→ **EXERCISE DETAILS**
Answer these from the piece on kindness from strangers:
(a) What did the old man in the pick-up truck in northern Bolivia give each of them to eat?
(b) What did the man at the ticket counter on the Argentinean side of the border say after chuckling?
(c) Where was the Peruvian man in the Costa Rica passenger lounge going, and why?

→ **DOCUMENT PASSAGE**
::::::::

Over the years, strangers have done loads of nice things for me, whether it’s helping me out when I needed help, or randomly brightening my day just for the sake of being nice. Of course, people I know have done lots of nice things for me too (hi, mom!), but these random acts of kindness from perfect strangers are a special kind of awesome.
Here is a list of some of the nice things perfect strangers have done for me:
– In the fall of 6th grade, I was the new kid in school. I had had a bad day and I was running home as fast as I could. But there was a patch of black ice on the sidewalk. My feet shot out from under me like a cartoon, and I landed, hard, and burst into tears. A lady stopped her car, came over to see if I was okay, and then drove me home.
– Really early one morning in northern Bolivia, Yuval and I were escaping from a commune of unfriendly hippies that was supposed to be a wildlife rescue center, only there were no animals; the whole experience had been somewhat unsettling. A huge pick-up truck stopped for us, and another hitch hiker, an old man with skin like a walnut, directed me to the best seat in the bed of the truck and gave us each a handful of figs to eat.
– Crossing the border into Argentina from Bolivia, Roisin and I had just discovered that we’d been ripped off. The man at the ticket counter on the Argentinean side of the border told us that our bus tickets were fakes. He just chuckled and said, “Oh Bolivia”, and then gave us two real tickets.
– Hitch-hiking in Chile, a family picked Yuval and I up and brought us to have a picnic on the beach with them before dropping us off at the next town. From there, a truck that was full of passengers and packed to bursting with boxes and furniture, stopped and made room for us, and they offered us a place to stay for the night.
– Hiking in Argentina, Yuval and I were just about to crest the top of the mountain, and I was exhausted. We stopped for a bit, and I sat on a rock, out of breath, the muscles in my legs screaming, hating the stupid hike. Another hiker stopped to ask if I was okay, and he gave me a bag of trail mix and said I’d feel better if I ate something.
– Yuval and I had made breakfast in a field somewhere in the northern Argentinean countryside, and we were searching for somewhere to wash our dishes. We knocked on the back door of a restaurant to ask if there was a tap or a hose somewhere we could use, and the cook took our dishes and washed them for us.
– When I was returning home from South America, I had a stopover in Costa Rica. I was waiting in the passenger lounge when a Peruvian man struck up a conversation. We exchanged stories. He was going to Miami to visit family. I told him how much I was going to miss South America – I was already descending into the post-travel blues, and the goodbye with Yuval had been awfully sad. He brought me a can of juice when he went to get his own snack. He said it made him glad that I had such a great experience, and he wished me a very happy life.
– When I first got to Taiwan, I was really jet lagged and one night I couldn’t sleep, so I went for a midnight walk. A couple of policemen stopped me and through a series of hand gestures expressed that they were worried about me all alone, in the dark, and they made sure I went home. A week or so later, I had forgotten my helmet for the scooter, and a lady offered, very persistently, to drive me home.

::::::::

→ **PROVIDED MATERIAL**

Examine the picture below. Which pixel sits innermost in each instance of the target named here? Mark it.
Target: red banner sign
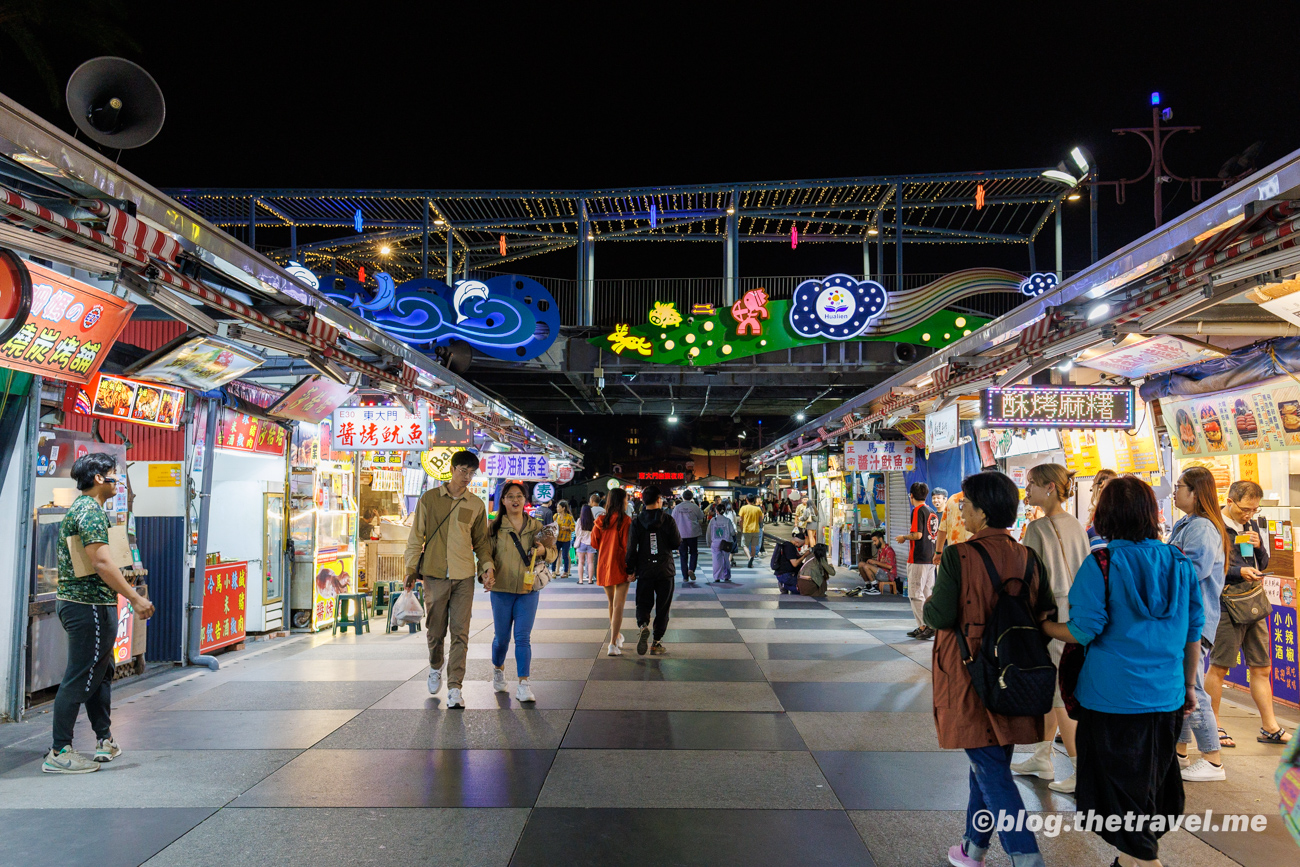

::::::::

→ **EXPECTED ANSWER**
(a) A handful of figs.
(b) "Oh Bolivia."
(c) To Miami, to visit family.